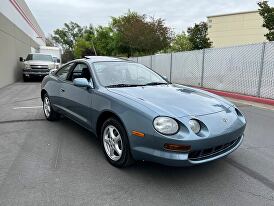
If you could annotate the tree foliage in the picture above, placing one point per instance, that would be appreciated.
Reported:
(198, 36)
(67, 36)
(138, 34)
(267, 13)
(50, 41)
(131, 34)
(180, 43)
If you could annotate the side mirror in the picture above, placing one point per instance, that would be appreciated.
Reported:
(52, 71)
(81, 82)
(165, 78)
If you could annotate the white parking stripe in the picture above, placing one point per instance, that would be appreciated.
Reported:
(34, 107)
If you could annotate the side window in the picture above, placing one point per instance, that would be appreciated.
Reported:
(80, 71)
(62, 73)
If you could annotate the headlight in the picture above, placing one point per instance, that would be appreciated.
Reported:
(51, 66)
(27, 66)
(195, 126)
(166, 125)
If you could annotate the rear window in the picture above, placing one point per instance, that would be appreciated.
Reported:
(39, 57)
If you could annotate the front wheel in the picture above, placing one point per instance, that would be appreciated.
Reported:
(115, 143)
(50, 114)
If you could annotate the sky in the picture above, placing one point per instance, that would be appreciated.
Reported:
(178, 14)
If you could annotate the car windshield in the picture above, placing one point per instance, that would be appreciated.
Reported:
(124, 74)
(39, 57)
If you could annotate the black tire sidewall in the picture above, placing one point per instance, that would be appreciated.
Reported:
(126, 155)
(53, 115)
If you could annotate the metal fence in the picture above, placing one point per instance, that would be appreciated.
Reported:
(247, 69)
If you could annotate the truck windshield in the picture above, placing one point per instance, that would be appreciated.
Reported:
(39, 57)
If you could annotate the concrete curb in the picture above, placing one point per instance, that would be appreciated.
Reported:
(241, 96)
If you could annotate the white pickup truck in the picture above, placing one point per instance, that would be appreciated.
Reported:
(37, 65)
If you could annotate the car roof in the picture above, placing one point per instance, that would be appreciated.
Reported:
(92, 59)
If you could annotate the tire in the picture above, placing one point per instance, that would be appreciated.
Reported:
(50, 114)
(111, 145)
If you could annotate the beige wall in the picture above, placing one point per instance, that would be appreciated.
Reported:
(236, 29)
(13, 44)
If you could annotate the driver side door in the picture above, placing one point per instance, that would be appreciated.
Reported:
(78, 100)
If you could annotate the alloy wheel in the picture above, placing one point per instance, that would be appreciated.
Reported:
(46, 106)
(113, 144)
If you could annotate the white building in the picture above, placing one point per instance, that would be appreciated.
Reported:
(20, 34)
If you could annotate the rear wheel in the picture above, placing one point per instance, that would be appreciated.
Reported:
(115, 143)
(50, 114)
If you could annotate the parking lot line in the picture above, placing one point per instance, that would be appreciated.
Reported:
(33, 107)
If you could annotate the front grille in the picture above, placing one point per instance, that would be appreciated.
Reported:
(41, 67)
(213, 151)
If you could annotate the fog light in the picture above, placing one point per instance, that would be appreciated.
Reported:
(177, 147)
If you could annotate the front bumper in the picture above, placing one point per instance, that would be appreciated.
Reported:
(222, 139)
(33, 73)
(184, 159)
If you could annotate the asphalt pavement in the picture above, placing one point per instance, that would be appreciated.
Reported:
(60, 163)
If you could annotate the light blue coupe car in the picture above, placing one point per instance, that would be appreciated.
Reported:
(138, 115)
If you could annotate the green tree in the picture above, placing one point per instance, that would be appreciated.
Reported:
(137, 34)
(67, 36)
(84, 45)
(180, 43)
(105, 41)
(267, 13)
(50, 41)
(198, 36)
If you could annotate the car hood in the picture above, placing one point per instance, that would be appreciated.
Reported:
(37, 62)
(175, 100)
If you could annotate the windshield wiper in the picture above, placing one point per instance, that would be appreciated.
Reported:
(156, 83)
(124, 85)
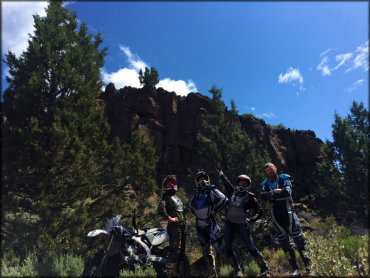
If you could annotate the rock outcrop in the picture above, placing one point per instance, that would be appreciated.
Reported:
(173, 122)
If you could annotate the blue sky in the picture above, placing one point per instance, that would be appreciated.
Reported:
(294, 63)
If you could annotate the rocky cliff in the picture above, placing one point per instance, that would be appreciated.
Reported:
(173, 122)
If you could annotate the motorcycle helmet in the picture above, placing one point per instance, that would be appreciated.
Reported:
(203, 183)
(169, 183)
(243, 188)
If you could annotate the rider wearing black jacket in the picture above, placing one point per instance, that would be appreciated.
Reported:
(278, 190)
(172, 209)
(240, 202)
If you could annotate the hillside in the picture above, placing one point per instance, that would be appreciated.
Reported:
(173, 122)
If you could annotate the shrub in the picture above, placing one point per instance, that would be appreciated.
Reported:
(27, 269)
(251, 270)
(138, 272)
(266, 253)
(343, 255)
(61, 265)
(281, 257)
(225, 270)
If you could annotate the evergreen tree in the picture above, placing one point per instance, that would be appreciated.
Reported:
(55, 133)
(149, 78)
(344, 172)
(223, 143)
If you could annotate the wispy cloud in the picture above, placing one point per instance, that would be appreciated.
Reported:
(355, 86)
(342, 58)
(290, 76)
(266, 115)
(362, 57)
(325, 71)
(326, 52)
(17, 23)
(353, 60)
(180, 87)
(129, 76)
(134, 60)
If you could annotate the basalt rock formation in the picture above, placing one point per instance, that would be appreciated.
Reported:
(173, 122)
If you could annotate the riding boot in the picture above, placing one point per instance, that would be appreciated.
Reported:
(262, 265)
(300, 243)
(210, 262)
(234, 262)
(293, 262)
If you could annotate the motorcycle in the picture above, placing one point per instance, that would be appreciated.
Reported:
(124, 247)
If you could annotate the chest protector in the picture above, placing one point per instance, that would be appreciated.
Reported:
(238, 200)
(177, 204)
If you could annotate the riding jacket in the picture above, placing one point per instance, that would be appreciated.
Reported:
(240, 203)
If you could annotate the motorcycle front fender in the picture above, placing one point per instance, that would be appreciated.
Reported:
(97, 232)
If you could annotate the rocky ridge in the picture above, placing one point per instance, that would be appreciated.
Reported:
(173, 122)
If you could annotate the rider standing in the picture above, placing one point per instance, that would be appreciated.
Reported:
(240, 202)
(278, 190)
(172, 209)
(205, 202)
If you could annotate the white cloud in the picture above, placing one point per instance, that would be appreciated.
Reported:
(342, 58)
(326, 52)
(181, 87)
(325, 71)
(122, 77)
(17, 24)
(291, 75)
(362, 57)
(266, 115)
(134, 60)
(129, 76)
(359, 59)
(355, 86)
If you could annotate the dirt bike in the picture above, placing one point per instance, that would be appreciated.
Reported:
(124, 247)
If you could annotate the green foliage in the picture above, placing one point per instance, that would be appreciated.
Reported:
(251, 270)
(223, 142)
(304, 199)
(248, 115)
(59, 165)
(20, 231)
(138, 272)
(52, 265)
(343, 184)
(225, 270)
(280, 126)
(343, 255)
(149, 78)
(55, 265)
(281, 257)
(26, 269)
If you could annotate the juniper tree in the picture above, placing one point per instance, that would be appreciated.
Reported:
(149, 78)
(55, 133)
(344, 172)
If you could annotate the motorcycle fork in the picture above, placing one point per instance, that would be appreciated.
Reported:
(106, 252)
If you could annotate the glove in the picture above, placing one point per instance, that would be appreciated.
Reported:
(251, 220)
(172, 219)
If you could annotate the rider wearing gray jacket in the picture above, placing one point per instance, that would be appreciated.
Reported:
(205, 202)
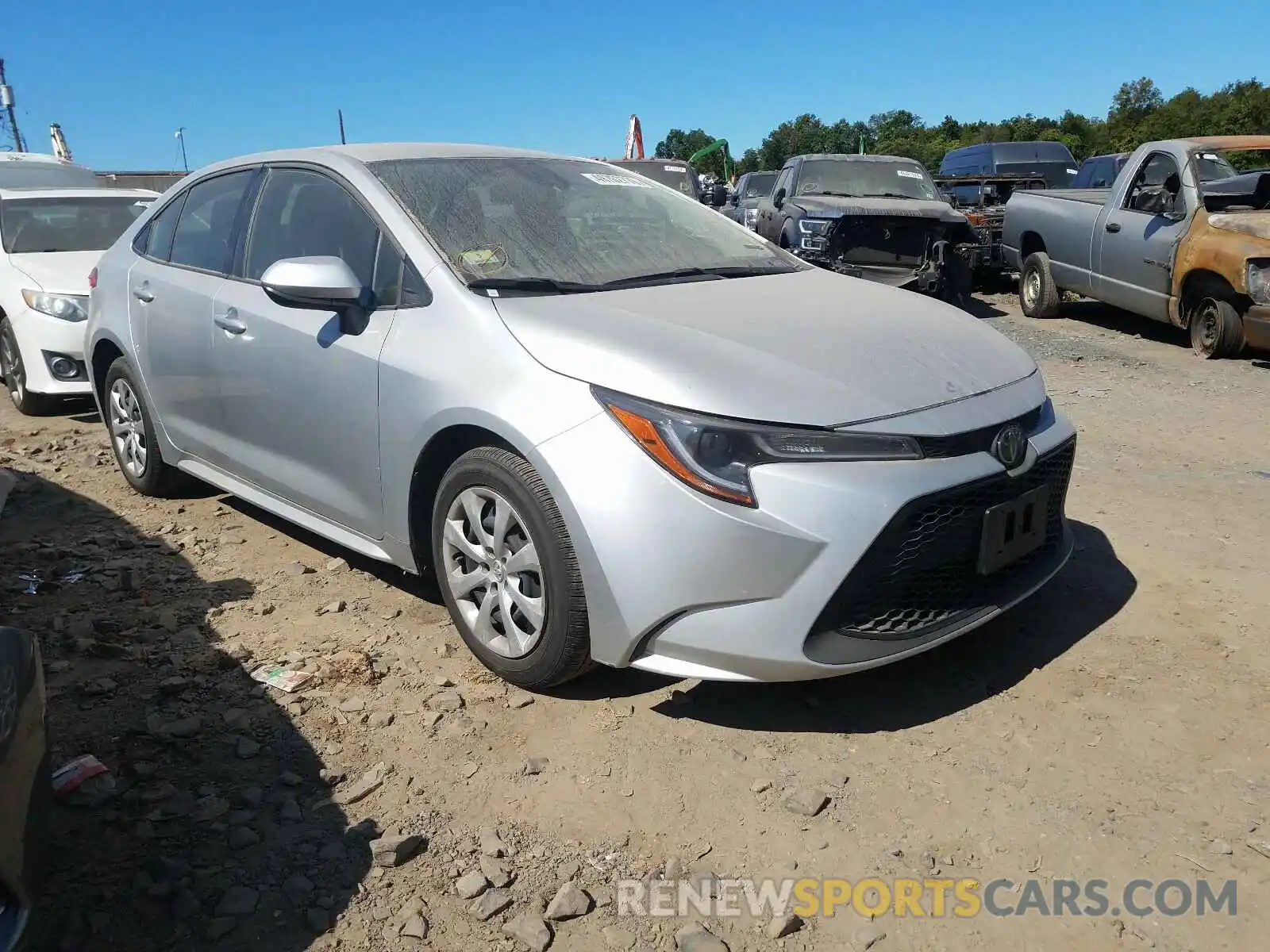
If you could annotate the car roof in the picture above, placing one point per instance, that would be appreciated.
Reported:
(854, 158)
(55, 192)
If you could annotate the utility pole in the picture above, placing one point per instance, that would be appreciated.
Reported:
(6, 102)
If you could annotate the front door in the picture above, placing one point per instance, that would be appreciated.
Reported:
(1137, 239)
(300, 397)
(171, 294)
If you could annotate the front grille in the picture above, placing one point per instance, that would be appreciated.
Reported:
(921, 573)
(975, 441)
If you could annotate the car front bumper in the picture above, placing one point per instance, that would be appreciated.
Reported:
(42, 338)
(25, 784)
(844, 566)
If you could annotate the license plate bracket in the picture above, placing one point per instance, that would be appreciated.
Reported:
(1013, 530)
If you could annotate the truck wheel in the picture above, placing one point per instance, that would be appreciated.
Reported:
(1217, 329)
(1038, 294)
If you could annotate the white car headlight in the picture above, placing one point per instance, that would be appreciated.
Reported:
(1259, 282)
(67, 308)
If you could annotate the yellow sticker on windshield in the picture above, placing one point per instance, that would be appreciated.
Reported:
(482, 260)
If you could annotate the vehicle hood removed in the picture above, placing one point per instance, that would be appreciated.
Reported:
(802, 348)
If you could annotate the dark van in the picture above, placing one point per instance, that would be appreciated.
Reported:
(1100, 171)
(1053, 162)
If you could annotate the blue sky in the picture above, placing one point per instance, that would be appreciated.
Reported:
(244, 76)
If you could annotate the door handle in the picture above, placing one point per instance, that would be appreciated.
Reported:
(229, 321)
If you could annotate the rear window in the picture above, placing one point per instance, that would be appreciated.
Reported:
(51, 225)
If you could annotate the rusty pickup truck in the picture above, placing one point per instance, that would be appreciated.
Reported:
(1180, 236)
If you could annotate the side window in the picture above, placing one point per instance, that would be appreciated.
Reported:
(784, 181)
(1156, 188)
(387, 274)
(205, 232)
(304, 213)
(156, 239)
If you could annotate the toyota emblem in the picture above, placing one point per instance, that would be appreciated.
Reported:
(1010, 446)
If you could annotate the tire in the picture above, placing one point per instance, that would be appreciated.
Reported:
(14, 374)
(1038, 294)
(1217, 329)
(558, 647)
(124, 408)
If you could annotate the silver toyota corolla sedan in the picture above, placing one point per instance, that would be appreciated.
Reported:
(619, 427)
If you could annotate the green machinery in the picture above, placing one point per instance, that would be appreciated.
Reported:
(713, 148)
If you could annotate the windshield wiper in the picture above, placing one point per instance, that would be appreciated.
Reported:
(545, 286)
(740, 271)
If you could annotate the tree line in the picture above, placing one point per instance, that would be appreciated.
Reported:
(1138, 113)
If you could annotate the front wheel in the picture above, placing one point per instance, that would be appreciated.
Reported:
(1038, 294)
(133, 437)
(14, 374)
(1217, 329)
(507, 570)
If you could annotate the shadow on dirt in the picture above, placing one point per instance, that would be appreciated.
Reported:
(215, 835)
(1092, 588)
(418, 585)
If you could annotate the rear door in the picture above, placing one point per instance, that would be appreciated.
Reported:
(302, 397)
(1136, 243)
(184, 255)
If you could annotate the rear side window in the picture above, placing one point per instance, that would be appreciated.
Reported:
(302, 213)
(205, 232)
(156, 240)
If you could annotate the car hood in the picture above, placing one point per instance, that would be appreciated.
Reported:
(812, 348)
(827, 206)
(65, 272)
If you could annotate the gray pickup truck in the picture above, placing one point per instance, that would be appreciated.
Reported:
(1180, 236)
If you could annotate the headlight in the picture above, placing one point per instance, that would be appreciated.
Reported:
(714, 455)
(69, 308)
(1259, 282)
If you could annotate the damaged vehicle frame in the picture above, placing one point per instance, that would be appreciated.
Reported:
(982, 198)
(872, 216)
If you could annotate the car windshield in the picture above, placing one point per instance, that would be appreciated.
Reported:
(50, 225)
(864, 178)
(568, 224)
(670, 173)
(1213, 168)
(760, 184)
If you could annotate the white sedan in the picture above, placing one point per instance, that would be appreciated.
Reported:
(51, 239)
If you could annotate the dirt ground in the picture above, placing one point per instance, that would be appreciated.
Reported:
(1115, 727)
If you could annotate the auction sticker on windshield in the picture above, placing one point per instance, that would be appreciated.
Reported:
(603, 179)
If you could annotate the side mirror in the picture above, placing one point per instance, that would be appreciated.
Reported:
(318, 283)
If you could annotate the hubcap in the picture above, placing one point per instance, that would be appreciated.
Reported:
(493, 571)
(1032, 289)
(10, 368)
(1208, 327)
(127, 428)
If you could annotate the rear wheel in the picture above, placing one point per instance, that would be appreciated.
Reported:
(14, 374)
(133, 436)
(507, 570)
(1217, 329)
(1038, 294)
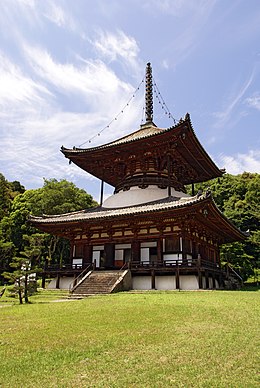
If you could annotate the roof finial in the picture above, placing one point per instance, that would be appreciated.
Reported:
(149, 94)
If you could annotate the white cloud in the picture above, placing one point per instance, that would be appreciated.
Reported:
(239, 163)
(177, 8)
(118, 46)
(58, 16)
(254, 101)
(17, 88)
(93, 79)
(224, 116)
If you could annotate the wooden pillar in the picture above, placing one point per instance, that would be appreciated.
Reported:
(169, 175)
(153, 279)
(199, 272)
(109, 255)
(101, 193)
(192, 189)
(159, 250)
(135, 250)
(58, 281)
(87, 255)
(207, 279)
(177, 277)
(43, 280)
(213, 281)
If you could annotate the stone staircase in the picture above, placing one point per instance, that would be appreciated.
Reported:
(98, 282)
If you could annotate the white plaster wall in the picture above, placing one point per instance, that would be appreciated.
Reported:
(141, 283)
(165, 282)
(189, 282)
(64, 283)
(136, 196)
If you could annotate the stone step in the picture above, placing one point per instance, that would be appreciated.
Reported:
(97, 283)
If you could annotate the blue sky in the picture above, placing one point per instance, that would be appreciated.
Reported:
(69, 68)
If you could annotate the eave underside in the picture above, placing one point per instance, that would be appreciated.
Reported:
(175, 152)
(202, 219)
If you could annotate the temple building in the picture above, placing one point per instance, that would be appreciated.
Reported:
(150, 234)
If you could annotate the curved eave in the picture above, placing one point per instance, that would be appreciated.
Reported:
(99, 161)
(214, 220)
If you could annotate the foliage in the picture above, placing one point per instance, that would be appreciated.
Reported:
(26, 266)
(55, 197)
(133, 340)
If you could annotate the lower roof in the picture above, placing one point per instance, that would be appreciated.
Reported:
(172, 206)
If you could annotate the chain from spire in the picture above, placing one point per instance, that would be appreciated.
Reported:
(149, 94)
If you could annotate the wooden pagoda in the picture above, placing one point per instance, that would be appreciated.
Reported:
(149, 233)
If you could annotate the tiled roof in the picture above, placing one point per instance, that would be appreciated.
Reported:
(145, 131)
(101, 212)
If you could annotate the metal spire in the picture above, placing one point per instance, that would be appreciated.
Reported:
(149, 94)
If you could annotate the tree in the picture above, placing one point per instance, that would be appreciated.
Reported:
(55, 197)
(26, 266)
(238, 198)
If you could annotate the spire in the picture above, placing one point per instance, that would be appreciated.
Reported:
(149, 94)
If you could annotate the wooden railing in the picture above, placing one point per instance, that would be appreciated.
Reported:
(173, 263)
(118, 274)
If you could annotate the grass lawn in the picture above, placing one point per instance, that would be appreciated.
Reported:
(151, 339)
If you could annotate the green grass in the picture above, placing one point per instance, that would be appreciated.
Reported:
(152, 339)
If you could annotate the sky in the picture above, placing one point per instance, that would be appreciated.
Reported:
(72, 72)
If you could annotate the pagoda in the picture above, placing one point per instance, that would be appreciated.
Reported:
(150, 233)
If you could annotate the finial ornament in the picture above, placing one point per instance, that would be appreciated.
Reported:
(149, 94)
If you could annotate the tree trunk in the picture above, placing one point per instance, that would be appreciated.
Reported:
(26, 288)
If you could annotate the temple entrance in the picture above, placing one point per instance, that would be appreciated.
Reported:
(123, 254)
(149, 252)
(98, 255)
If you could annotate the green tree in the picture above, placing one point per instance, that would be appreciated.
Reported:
(238, 198)
(23, 277)
(55, 197)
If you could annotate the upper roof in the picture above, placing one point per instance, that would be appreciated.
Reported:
(191, 162)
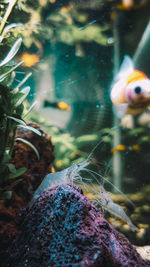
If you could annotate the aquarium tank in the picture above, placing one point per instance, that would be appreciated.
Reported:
(75, 109)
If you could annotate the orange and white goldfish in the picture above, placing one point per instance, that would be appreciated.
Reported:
(130, 93)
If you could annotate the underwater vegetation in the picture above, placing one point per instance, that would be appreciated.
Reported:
(72, 174)
(11, 116)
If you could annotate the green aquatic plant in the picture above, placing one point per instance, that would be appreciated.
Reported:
(11, 117)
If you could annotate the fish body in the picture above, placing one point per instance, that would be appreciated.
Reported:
(130, 93)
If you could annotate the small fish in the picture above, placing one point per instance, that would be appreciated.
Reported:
(60, 105)
(130, 93)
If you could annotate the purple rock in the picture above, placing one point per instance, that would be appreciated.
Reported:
(63, 228)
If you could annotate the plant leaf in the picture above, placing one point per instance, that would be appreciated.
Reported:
(24, 80)
(13, 51)
(31, 107)
(25, 92)
(3, 76)
(5, 195)
(17, 120)
(18, 173)
(11, 167)
(30, 145)
(30, 129)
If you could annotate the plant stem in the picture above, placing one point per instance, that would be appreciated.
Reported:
(8, 11)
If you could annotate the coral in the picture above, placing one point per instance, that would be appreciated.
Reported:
(63, 228)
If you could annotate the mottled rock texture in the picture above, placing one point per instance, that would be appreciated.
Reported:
(24, 156)
(63, 228)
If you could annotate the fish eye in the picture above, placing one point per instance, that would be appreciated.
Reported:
(138, 90)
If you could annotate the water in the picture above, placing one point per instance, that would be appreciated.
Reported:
(77, 66)
(74, 50)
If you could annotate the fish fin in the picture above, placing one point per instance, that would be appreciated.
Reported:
(126, 68)
(120, 110)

# # # # # # #

What needs to be done: The word "dirt" may appear in several lines of the data; copy every line where it does.

Task solution:
If you could annotate the dirt bike in the picture above, placing one point per instance, that would be appreciated.
If you could annotate the shadow on dirt in the picture above, placing one point per instance, that would be appreciated.
If you could annotate the dirt ground in the picture above, placing one point per instance, that would be appreciated.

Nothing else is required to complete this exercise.